*EXTRAIT FOURNI*
+ + + + +
Dossier : IMM-2585-17

Référence : 2018 CF 87

[TRADUCTION FRANÇAISE CERTIFIÉE, NON RÉVISÉE]

Ottawa (Ontario), le 29 janvier 2018

En présence de monsieur le juge Fothergill

ENTRE :

KUN LI

demandeur

et

LE MINISTRE DE LA CITOYENNETÉ ET DE L’IMMIGRATION

défendeur

JUGEMENT ET MOTIFS

I.  Aperçu

[1]  M. Kun Li sollicite le contrôle judiciaire d’une décision de l’agent des visas de rejeter sa demande de visa de résident temporaire. L’agent des visas a conclu que M. Li était interdit de territoire en application de l’alinéa 40(1)a) de la Loi sur l’immigration et la protection des réfugiés, LC 2001, c 27 (LIPR) parce qu’il n’avait pas divulgué avoir été accusé de conduite avec facultés affaiblies au Canada.

[2]  Selon moi, l’agent des visas a raisonnablement jugé que la demande de visa de résident temporaire de M. Li comportait une fausse déclaration importante. Dans les circonstances de l’espèce, l’agent des visas n’était pas tenu d’examiner si M. Li pouvait bénéficier d’une exception ni de donner de motifs pour ne pas en accorder une. La demande de contrôle judiciaire est donc rejetée.

II.  Résumé des faits

[3]  M. Li est un citoyen de Chine. Il est entré au Canada en décembre 2008 muni d’un permis d’études qui est resté valide jusqu’au 30 août 2017.

[4]  En novembre 2016, M. Li a été accusé de conduite d’un véhicule à moteur avec facultés affaiblies, en contravention des alinéas 253(1)a) et 253(1)b) du Code criminel, LRC 1985, c C46. Son procès est prévu pour le mois de mai 2018.
+ + + + +
*PROBLÈMES À RÉSOUDRE*
1. Dans le jugement, relevez chaque date qui comporte un mois, dans l'ordre où elle apparaît.
2. Prolongez le jugement sur la demande de visa de M. Kun Li à partir de sa dernière phrase.
Le matériel suivant provient d'une source distincte.

*DONNÉES ENREGISTRÉES*
+ + + + +
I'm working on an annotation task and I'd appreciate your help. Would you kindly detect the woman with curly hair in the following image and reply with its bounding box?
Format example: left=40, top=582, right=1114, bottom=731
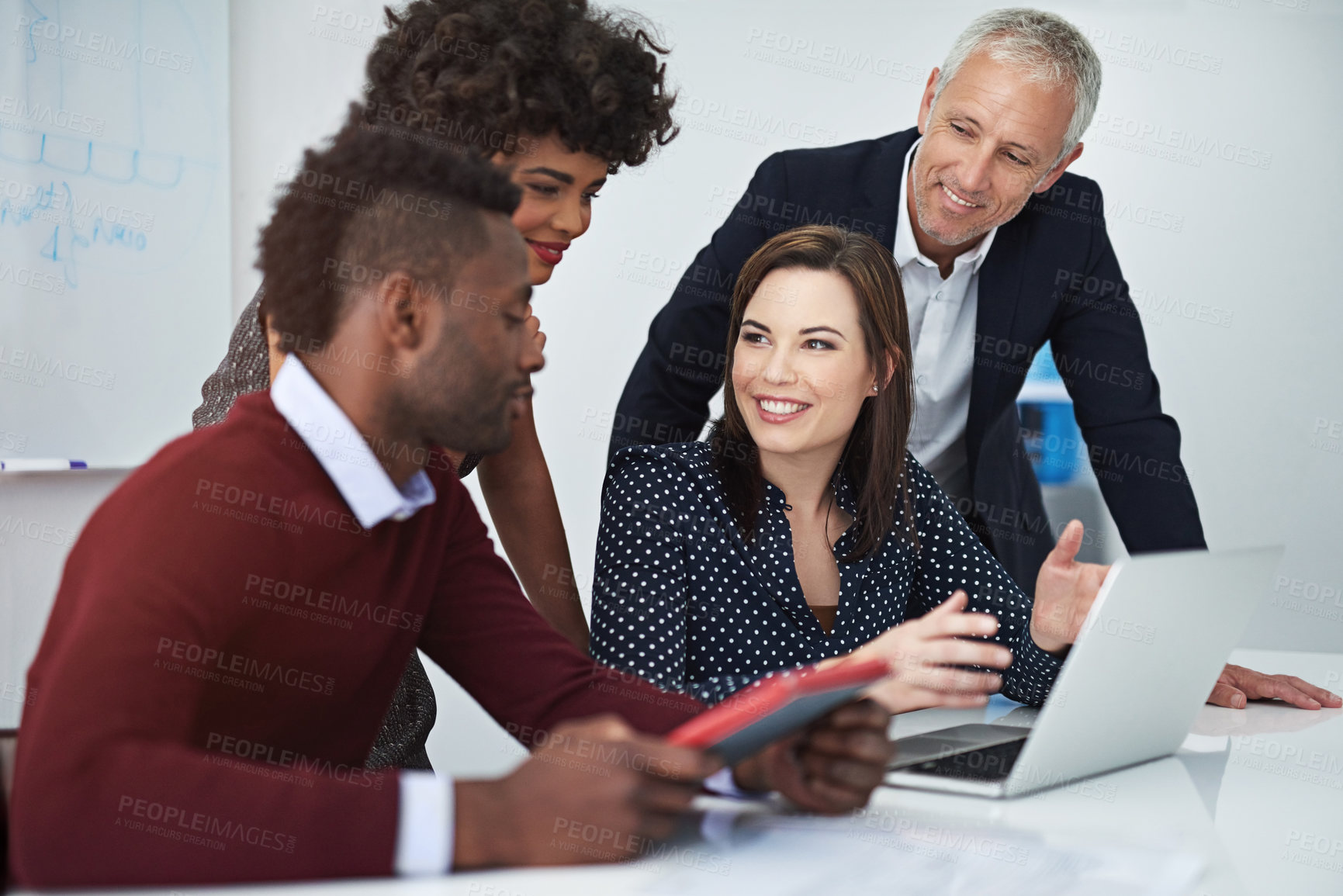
left=192, top=0, right=677, bottom=768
+ + + + +
*RÉSULTATS OBTENUS*
1. le 29 janvier 2018 ; décembre 2008 ; 30 août 2017 ; novembre 2016 ; mai 2018

2.
[5]  En avril 2017, M. Li a présenté une demande de visa de résident temporaire. Le formulaire de demande comportait la question « Avez-vous déjà commis une infraction criminelle, été arrêté, accusé ou condamné pour une telle infraction, peu importe le pays? », à laquelle M. Li a répondu « Non ».

[6]  Le 12 mai 2017, une lettre relative à l’équité procédurale a été envoyée à M. Li pour l’informer de la possibilité qu’il puisse être interdit de territoire en raison d’une fausse déclaration puisqu’il n’avait pas déclaré qu’il avait été accusé d’une infraction criminelle. M. Li a répondu dans une brève lettre dactylographiée, dans laquelle il indiquait qu’il avait mal compris la question et pensait qu’elle faisait seulement référence aux condamnations. Il a réitéré qu’il n’avait pas de dossier criminel, mais il a admis qu’il a été arrêté et accusé de conduite avec facultés affaiblies et d’avoir conduit [traduction] « à plus de 80 » en Ontario.

III.  Décision

[7]  Le 30 mai 2017, l’agent des visas a rejeté la demande de visa de résident temporaire de M. Li en raison d’une fausse déclaration comme prescrit par l’alinéa 40(1)a) de la LIPR, en précisant :

[TRADUCTION]

Votre réponse à notre lettre relative à l’équité procédurale a été examinée. Le formulaire de demande vise clairement à savoir s’il y a eu arrestation, accusation ou condamnation. Les renseignements demandés afin de savoir si vous avez été accusé d’une infraction ont une importance directe pour l’évaluation de votre admissibilité au Canada. Le défaut de déclarer des accusations antérieures empêche de procéder à un examen plus approfondi de la façon dont ces accusations influent sur votre admissibilité.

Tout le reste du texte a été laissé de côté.